● Supplied passage

Skip to content

Development notes

During the development of this workflow, we have made a number of decisions and ran into unexpected situations when using certain tools. This document describes the rationale of developing the workflow in its current form and sheds light on why we use the tools and parameters we use.

Downloading databases

(Rationale for including in the Snakefile or providing separate scripts that need to be run before running the workflow with snakemake.)

Databases are downloaded for:

  • ATB input genomes (script bin/prepare_genomes.sh)

  • Multilocus sequence typing (Snakemake rule download_mlst_database)

  • PADLOC anti-phage defence system screening (Snakemake rule download_padloc_database)

  • geNomad plasmid/phage predictions (not included, undocumented)

  • SpacePHARER CRISPR target prediction (script download_spacepharer_database.sh)

Use of GNU parallel over Snakemake

Snakemake is very good at running processes in parallel and making efficient use of computational resources. However, the file-based nature combined with the necessity to generate a directed acyclic graph (DAG) before running the actual workflow may lead to excessive waiting times when you have tens of thousands of input files. Therefore, we decided to use the batches provided by AllTheBacteria as input units and use a separate program, GNU parallel, to handle the files within these batches. This solution is taken from this online post by John van Dam: https://stackoverflow.com/a/55007872. As described there, this makes the whole DAG simpler, and the processing faster, at the cost of losing checks by Snakemake to see if all expected output files are generated.

Using other inputs than ATB

This workflow was designed to work with bacterial genomes from AllTheBacteria (ATB) as input and has provided scripts to automatically download genomes of the bacterial species of interest. However, the processing steps should work equally well on other genomes in FASTA format. Currently, the easiest way to 'trick' the workflow into using custom input is to either modify the input directory line in config/parameters.yaml:

input_directory: "data/tmp/ATB/"

to wherever you stored your files, or create this directory and copy your genomes to there. Furthermore, Snakemake expects the input to be stored in batches, using a directory that is named 'batch_*', where the asterisk can match anything. So for example, you can make a directory: data/tmp/ATB/batch_custom, put your FASTA files in there and Snakemake should pick them up and have them analysed.

Also note that downstream processing, i.e., statistical analyses and visualisation, make use of the metadata provided with ATB. This would have to be adjusted to the custom data as well.

● Data supplied

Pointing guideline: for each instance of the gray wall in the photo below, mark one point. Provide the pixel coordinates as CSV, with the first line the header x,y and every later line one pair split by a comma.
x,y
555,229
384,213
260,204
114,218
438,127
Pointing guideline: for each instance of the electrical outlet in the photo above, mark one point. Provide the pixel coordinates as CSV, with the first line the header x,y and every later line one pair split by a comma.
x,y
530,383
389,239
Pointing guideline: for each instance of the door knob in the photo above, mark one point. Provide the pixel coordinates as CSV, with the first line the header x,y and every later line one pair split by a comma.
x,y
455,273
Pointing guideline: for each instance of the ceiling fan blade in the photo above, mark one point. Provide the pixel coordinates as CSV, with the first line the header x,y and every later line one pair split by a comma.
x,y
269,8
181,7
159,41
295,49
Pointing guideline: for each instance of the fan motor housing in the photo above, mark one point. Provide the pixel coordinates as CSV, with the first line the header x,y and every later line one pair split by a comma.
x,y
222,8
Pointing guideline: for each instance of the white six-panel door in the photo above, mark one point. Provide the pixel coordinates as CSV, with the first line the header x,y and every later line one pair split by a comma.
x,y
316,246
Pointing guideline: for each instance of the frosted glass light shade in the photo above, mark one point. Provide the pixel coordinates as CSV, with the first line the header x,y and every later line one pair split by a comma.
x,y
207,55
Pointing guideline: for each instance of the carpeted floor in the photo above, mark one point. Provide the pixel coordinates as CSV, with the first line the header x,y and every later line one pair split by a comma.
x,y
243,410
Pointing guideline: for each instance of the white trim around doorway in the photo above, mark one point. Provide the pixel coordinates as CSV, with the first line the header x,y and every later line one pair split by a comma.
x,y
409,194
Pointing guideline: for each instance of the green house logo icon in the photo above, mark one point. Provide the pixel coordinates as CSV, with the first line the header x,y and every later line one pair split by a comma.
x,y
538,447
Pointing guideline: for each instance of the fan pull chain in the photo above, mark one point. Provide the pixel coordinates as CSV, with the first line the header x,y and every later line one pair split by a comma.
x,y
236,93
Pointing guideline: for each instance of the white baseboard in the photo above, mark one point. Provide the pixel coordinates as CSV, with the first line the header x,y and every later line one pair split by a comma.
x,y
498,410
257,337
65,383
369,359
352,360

● What to do
Reproduce the development notes word for word, in full. The records have nothing to do with the text.

● Exercise result
Skip to content

Development notes

During the development of this workflow, we have made a number of decisions and ran into unexpected situations when using certain tools. This document describes the rationale of developing the workflow in its current form and sheds light on why we use the tools and parameters we use.

Downloading databases

(Rationale for including in the Snakefile or providing separate scripts that need to be run before running the workflow with snakemake.)

Databases are downloaded for:

  • ATB input genomes (script bin/prepare_genomes.sh)

  • Multilocus sequence typing (Snakemake rule download_mlst_database)

  • PADLOC anti-phage defence system screening (Snakemake rule download_padloc_database)

  • geNomad plasmid/phage predictions (not included, undocumented)

  • SpacePHARER CRISPR target prediction (script download_spacepharer_database.sh)

Use of GNU parallel over Snakemake

Snakemake is very good at running processes in parallel and making efficient use of computational resources. However, the file-based nature combined with the necessity to generate a directed acyclic graph (DAG) before running the actual workflow may lead to excessive waiting times when you have tens of thousands of input files. Therefore, we decided to use the batches provided by AllTheBacteria as input units and use a separate program, GNU parallel, to handle the files within these batches. This solution is taken from this online post by John van Dam: https://stackoverflow.com/a/55007872. As described there, this makes the whole DAG simpler, and the processing faster, at the cost of losing checks by Snakemake to see if all expected output files are generated.

Using other inputs than ATB

This workflow was designed to work with bacterial genomes from AllTheBacteria (ATB) as input and has provided scripts to automatically download genomes of the bacterial species of interest. However, the processing steps should work equally well on other genomes in FASTA format. Currently, the easiest way to 'trick' the workflow into using custom input is to either modify the input directory line in config/parameters.yaml:

input_directory: "data/tmp/ATB/"

to wherever you stored your files, or create this directory and copy your genomes to there. Furthermore, Snakemake expects the input to be stored in batches, using a directory that is named 'batch_*', where the asterisk can match anything. So for example, you can make a directory: data/tmp/ATB/batch_custom, put your FASTA files in there and Snakemake should pick them up and have them analysed.

Also note that downstream processing, i.e., statistical analyses and visualisation, make use of the metadata provided with ATB. This would have to be adjusted to the custom data as well.